◆ **WORKING DATA**
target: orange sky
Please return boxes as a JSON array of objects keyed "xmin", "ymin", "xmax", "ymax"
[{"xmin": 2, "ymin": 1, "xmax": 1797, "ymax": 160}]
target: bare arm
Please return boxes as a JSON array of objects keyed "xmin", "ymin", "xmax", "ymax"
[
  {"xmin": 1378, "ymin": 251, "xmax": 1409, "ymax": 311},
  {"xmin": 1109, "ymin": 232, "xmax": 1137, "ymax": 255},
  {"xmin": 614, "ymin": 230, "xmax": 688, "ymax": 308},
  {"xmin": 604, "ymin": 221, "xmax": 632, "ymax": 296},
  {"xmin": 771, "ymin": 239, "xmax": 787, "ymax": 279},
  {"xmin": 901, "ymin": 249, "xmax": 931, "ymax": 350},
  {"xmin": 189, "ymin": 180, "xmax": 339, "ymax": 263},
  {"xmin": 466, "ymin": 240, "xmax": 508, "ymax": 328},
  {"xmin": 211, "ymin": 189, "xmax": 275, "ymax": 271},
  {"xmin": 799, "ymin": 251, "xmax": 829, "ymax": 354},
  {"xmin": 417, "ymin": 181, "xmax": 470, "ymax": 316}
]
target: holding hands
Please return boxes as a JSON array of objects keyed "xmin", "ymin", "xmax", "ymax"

◆ **TASK ITEM**
Return the full listing exactly as written.

◆ **WRITTEN ANSWER**
target: orange sky
Please return boxes as a JSON array of objects keyed "xmin", "ymin", "xmax", "ymax"
[{"xmin": 2, "ymin": 1, "xmax": 1797, "ymax": 160}]
target: bare arm
Please return boxes as a JSON array of objects keyed "xmin", "ymin", "xmax", "ymax"
[
  {"xmin": 1378, "ymin": 251, "xmax": 1409, "ymax": 311},
  {"xmin": 1109, "ymin": 232, "xmax": 1137, "ymax": 255},
  {"xmin": 614, "ymin": 230, "xmax": 688, "ymax": 308},
  {"xmin": 604, "ymin": 221, "xmax": 632, "ymax": 296},
  {"xmin": 771, "ymin": 239, "xmax": 787, "ymax": 279},
  {"xmin": 901, "ymin": 249, "xmax": 931, "ymax": 350},
  {"xmin": 189, "ymin": 180, "xmax": 339, "ymax": 263},
  {"xmin": 466, "ymin": 240, "xmax": 508, "ymax": 328},
  {"xmin": 211, "ymin": 189, "xmax": 275, "ymax": 271},
  {"xmin": 799, "ymin": 251, "xmax": 829, "ymax": 354},
  {"xmin": 417, "ymin": 181, "xmax": 470, "ymax": 316}
]
target: holding hands
Please return boxes as a JSON array of objects keyed "xmin", "ymin", "xmax", "ymax"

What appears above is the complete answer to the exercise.